(Aim of the task)
Switch "even-odd rule" to "nonzero winding rule" throughout the entries below, changing nothing else, and leave the pictures out of your copy.

Region segmentation data
========================
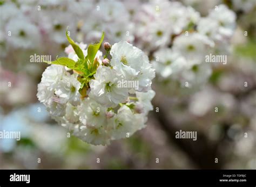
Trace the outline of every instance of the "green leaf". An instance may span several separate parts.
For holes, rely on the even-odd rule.
[[[84,53],[83,53],[83,51],[80,48],[79,46],[76,44],[75,41],[70,38],[68,34],[68,30],[66,31],[66,37],[69,41],[69,42],[71,45],[73,49],[74,49],[75,52],[76,52],[77,56],[78,56],[79,59],[84,59]]]
[[[46,62],[46,63],[52,64],[65,66],[68,68],[72,69],[75,69],[76,68],[75,68],[76,62],[74,61],[73,60],[69,59],[68,57],[60,57],[58,59],[57,59],[54,61],[51,61],[51,62],[45,61],[44,62]]]
[[[94,58],[96,55],[96,53],[98,52],[98,50],[99,50],[99,47],[100,47],[100,45],[102,45],[102,43],[104,39],[104,35],[105,33],[103,32],[102,38],[100,38],[99,42],[95,44],[91,44],[88,47],[88,53],[87,57],[88,57],[91,64],[92,64],[93,62]]]

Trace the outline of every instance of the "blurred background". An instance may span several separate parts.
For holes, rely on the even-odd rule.
[[[201,16],[220,4],[235,12],[228,63],[213,66],[205,83],[185,94],[157,75],[154,111],[146,127],[129,138],[104,147],[67,137],[38,102],[48,64],[30,62],[30,55],[65,55],[69,26],[75,41],[97,41],[104,31],[105,41],[129,41],[150,59],[158,47],[141,41],[143,27],[159,23],[142,12],[161,2],[0,1],[0,131],[21,132],[20,141],[0,139],[0,169],[256,169],[255,0],[180,2]],[[149,30],[146,41],[157,43]],[[180,130],[197,131],[197,140],[176,139]]]

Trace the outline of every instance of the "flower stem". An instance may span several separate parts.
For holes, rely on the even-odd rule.
[[[136,101],[139,100],[139,99],[136,97],[129,97],[129,99],[130,100],[134,100]]]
========================
(Exercise solution)
Trace the outline of every instance of the "green leaf". An instance may span several separate parts.
For holes, rely on the nonzero winding rule.
[[[84,53],[83,53],[83,51],[80,48],[79,46],[76,44],[75,41],[70,38],[68,34],[68,30],[66,31],[66,37],[69,41],[69,42],[71,45],[73,49],[74,49],[75,52],[76,52],[77,56],[78,56],[79,59],[84,59]]]
[[[46,62],[46,63],[52,64],[65,66],[68,68],[72,69],[75,69],[76,68],[75,68],[76,62],[74,61],[73,60],[69,59],[68,57],[60,57],[58,59],[57,59],[54,61],[51,61],[51,62],[45,61],[44,62]]]
[[[94,58],[96,55],[96,53],[98,52],[98,50],[99,50],[99,47],[100,47],[100,45],[102,45],[102,43],[104,39],[104,35],[105,33],[103,32],[102,38],[100,38],[99,42],[95,44],[91,44],[88,47],[88,53],[87,57],[88,57],[91,64],[92,64],[93,62]]]

Trace the outline of every instance of the "blurred background". An instance may span several separate parts.
For holes, rely on the nonzero winding rule.
[[[201,16],[220,4],[235,12],[228,63],[213,66],[205,83],[185,94],[157,75],[154,111],[146,127],[129,138],[104,147],[67,137],[38,102],[48,64],[30,62],[30,55],[65,55],[69,26],[75,41],[97,41],[104,31],[105,41],[129,41],[150,59],[158,47],[141,41],[143,27],[159,23],[142,12],[161,2],[0,1],[0,131],[21,132],[20,141],[0,139],[0,169],[256,169],[255,0],[180,2]],[[149,30],[146,41],[157,43]],[[180,130],[197,131],[197,140],[176,139]]]

Trace the outline of every instance of the "flower stem". An instance may span several separate parts.
For holes, rely on the nonzero winding rule.
[[[136,101],[139,100],[139,99],[136,97],[129,97],[129,99],[130,100],[134,100]]]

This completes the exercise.